◆ Task requirements:
Search the listing for "short" and copy every line where it appears.

◆ Material shown:
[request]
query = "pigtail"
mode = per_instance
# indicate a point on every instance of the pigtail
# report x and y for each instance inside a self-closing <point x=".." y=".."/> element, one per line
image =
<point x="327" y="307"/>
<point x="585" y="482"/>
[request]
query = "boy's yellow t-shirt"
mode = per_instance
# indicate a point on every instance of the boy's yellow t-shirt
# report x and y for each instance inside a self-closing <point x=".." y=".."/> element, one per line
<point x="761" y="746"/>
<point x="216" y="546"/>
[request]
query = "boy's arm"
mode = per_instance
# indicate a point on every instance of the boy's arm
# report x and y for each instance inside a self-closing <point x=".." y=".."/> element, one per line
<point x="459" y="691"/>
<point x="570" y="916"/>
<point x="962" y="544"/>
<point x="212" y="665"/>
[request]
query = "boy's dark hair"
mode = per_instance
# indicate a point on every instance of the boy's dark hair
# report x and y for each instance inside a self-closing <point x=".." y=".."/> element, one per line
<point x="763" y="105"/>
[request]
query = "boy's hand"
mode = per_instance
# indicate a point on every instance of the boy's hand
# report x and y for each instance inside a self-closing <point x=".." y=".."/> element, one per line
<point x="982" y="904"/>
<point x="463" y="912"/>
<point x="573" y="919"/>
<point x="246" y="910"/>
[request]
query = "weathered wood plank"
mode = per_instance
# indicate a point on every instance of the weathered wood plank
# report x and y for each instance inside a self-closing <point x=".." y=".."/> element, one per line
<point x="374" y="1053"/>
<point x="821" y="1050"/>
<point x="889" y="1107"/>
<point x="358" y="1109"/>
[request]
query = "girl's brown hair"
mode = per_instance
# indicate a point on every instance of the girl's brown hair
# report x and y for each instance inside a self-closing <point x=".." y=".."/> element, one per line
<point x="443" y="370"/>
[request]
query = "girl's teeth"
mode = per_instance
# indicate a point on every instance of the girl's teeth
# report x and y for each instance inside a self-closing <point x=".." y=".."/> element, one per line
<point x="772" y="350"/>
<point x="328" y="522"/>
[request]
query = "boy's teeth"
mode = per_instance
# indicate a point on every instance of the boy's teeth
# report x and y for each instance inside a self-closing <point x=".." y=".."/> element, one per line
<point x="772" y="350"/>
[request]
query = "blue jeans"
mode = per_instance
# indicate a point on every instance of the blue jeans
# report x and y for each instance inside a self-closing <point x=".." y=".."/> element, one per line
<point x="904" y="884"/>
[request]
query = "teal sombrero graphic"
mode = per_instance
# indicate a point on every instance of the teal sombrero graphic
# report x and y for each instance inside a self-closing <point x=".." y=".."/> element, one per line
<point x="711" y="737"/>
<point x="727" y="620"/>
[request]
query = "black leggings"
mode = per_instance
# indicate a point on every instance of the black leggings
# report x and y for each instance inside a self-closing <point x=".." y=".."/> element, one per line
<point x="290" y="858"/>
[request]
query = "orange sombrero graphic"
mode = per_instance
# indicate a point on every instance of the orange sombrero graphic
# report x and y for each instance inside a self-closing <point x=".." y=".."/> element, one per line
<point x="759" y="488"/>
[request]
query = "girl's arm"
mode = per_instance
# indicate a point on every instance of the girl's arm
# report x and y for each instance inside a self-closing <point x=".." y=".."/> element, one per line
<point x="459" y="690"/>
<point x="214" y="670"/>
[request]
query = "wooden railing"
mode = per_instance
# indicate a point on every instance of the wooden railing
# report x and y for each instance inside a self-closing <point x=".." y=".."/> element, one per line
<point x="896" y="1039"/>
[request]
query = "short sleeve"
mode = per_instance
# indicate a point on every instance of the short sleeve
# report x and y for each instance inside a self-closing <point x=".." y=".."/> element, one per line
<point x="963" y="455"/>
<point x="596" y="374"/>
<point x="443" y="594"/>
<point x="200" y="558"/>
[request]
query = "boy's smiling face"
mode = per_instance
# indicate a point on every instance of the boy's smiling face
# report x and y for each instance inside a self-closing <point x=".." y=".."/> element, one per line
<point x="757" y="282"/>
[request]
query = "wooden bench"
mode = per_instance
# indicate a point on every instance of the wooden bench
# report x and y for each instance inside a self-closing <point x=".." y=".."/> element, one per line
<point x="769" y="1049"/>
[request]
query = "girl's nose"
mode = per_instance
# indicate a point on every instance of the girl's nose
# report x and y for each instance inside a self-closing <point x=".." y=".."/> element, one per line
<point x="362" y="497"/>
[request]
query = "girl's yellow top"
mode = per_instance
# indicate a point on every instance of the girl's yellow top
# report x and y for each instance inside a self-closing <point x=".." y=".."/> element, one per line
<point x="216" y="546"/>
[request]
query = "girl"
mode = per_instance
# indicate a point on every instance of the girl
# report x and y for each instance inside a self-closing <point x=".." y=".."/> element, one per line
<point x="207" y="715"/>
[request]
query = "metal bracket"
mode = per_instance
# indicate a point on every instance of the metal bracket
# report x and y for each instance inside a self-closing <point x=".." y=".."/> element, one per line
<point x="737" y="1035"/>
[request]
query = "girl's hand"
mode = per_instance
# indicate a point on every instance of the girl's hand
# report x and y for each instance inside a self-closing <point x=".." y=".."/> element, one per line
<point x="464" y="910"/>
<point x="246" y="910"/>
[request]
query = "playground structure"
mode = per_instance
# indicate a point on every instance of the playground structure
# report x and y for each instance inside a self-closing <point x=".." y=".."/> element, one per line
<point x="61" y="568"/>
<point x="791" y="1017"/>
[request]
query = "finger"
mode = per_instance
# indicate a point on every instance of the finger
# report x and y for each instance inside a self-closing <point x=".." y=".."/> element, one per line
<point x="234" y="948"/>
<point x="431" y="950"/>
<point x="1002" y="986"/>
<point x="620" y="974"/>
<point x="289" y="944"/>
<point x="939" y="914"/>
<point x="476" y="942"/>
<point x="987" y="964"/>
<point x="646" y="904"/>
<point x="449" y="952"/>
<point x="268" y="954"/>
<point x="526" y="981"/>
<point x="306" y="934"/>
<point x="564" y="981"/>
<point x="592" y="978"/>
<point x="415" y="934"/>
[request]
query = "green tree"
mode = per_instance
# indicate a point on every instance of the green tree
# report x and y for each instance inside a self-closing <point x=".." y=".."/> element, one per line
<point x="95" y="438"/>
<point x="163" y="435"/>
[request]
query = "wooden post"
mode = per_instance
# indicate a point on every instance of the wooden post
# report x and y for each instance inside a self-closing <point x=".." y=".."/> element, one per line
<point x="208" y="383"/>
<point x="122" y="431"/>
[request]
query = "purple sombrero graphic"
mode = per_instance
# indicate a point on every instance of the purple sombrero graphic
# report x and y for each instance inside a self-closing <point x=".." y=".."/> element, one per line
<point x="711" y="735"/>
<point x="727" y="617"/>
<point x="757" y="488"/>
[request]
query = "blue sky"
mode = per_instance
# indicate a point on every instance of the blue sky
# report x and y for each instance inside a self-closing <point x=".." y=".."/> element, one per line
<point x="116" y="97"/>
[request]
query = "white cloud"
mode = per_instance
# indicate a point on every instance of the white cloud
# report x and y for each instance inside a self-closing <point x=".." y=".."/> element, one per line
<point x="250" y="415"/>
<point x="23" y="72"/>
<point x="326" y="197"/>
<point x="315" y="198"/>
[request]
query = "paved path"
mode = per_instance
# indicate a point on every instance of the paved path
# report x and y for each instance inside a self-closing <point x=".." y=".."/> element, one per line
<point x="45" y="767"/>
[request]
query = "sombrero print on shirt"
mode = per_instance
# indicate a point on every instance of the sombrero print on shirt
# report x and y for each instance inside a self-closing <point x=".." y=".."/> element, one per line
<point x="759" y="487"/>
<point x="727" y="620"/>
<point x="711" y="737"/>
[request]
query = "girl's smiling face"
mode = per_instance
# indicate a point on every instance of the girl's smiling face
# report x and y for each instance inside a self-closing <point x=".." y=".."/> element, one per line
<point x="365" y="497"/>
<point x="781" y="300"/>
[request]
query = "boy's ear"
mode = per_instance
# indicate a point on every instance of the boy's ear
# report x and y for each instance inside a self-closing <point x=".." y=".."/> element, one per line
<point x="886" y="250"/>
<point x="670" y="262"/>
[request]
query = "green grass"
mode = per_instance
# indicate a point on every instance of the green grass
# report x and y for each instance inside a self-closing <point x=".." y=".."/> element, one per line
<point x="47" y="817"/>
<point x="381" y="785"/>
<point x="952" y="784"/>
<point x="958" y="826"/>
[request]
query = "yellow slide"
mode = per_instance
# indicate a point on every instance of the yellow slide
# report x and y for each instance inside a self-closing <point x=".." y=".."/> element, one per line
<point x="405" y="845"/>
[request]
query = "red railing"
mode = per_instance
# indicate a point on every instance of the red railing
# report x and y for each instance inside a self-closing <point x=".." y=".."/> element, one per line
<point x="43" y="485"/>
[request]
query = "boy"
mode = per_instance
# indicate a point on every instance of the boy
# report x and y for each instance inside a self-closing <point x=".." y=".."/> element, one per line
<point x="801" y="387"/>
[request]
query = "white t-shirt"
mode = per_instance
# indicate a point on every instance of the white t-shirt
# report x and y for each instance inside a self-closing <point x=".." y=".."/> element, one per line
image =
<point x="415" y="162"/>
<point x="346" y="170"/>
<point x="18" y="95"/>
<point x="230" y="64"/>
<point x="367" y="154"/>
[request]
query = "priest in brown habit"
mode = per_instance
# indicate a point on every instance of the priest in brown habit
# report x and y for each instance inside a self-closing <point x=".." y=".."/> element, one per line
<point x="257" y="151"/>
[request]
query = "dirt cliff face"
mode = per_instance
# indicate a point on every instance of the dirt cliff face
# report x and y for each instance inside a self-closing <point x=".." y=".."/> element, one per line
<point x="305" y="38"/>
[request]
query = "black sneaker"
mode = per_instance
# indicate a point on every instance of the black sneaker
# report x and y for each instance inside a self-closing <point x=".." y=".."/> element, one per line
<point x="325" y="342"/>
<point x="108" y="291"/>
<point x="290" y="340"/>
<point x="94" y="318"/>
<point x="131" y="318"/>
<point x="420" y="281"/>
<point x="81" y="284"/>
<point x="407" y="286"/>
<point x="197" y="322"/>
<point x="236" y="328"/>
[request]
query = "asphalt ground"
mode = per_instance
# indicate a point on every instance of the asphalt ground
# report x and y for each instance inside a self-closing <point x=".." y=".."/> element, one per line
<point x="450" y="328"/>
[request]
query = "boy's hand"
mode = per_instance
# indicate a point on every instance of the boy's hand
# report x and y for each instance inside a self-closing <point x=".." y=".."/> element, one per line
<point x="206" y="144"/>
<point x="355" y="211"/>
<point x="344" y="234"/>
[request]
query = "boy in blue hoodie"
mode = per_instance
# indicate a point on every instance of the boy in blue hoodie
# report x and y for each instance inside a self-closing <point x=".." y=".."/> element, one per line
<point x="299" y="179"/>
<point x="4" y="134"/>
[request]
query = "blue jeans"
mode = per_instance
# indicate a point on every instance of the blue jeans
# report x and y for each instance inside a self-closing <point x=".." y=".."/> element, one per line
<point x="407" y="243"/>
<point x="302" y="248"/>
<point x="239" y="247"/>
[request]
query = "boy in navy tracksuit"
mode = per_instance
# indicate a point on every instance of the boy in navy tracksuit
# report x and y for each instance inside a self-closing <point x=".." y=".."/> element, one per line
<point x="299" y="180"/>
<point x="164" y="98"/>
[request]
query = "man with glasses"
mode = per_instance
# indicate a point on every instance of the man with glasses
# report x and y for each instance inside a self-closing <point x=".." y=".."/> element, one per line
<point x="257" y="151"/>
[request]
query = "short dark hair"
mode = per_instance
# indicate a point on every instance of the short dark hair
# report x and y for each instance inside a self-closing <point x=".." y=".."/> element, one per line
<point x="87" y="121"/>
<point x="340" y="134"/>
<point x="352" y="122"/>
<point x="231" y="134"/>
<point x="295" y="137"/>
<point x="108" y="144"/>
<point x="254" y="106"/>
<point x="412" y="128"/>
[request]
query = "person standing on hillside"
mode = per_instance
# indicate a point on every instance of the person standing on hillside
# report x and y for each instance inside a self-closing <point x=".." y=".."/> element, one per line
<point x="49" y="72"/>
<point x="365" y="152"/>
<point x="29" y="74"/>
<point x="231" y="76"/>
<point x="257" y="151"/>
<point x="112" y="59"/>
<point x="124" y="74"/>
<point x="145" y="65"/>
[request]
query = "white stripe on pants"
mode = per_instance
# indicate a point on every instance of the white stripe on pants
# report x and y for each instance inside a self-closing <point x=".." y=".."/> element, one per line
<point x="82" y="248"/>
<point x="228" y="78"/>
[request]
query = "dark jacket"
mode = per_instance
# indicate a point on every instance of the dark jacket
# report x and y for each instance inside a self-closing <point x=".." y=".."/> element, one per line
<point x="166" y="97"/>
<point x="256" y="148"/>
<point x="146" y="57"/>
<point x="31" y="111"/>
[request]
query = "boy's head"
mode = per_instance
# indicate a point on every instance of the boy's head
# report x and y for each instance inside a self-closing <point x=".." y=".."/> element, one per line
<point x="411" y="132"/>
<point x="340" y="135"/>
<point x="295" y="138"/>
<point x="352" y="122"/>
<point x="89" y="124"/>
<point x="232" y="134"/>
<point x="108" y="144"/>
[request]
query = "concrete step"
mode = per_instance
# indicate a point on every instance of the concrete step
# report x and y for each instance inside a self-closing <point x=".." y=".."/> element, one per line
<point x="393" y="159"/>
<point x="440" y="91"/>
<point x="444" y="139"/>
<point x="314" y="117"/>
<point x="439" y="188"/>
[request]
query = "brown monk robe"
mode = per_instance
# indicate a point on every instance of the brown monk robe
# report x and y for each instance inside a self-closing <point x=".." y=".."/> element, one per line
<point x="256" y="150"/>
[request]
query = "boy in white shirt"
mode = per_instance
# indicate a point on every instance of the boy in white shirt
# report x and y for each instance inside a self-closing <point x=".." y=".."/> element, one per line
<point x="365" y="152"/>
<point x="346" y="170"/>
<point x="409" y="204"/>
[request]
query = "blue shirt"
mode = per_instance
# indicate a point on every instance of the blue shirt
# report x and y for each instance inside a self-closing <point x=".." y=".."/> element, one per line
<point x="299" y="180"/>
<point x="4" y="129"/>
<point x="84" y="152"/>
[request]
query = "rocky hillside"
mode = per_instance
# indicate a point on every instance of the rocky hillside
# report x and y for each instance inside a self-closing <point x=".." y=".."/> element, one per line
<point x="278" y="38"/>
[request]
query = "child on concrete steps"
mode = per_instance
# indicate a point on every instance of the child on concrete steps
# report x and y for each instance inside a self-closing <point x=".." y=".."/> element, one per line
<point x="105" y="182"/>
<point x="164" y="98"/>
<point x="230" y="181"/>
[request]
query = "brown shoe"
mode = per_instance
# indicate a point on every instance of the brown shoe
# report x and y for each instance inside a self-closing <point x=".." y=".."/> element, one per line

◆ Answer box:
query = "short sleeve"
# indicate a point on every instance of the short sleeve
query = "short dark hair"
# indicate a point on every instance of the short dark hair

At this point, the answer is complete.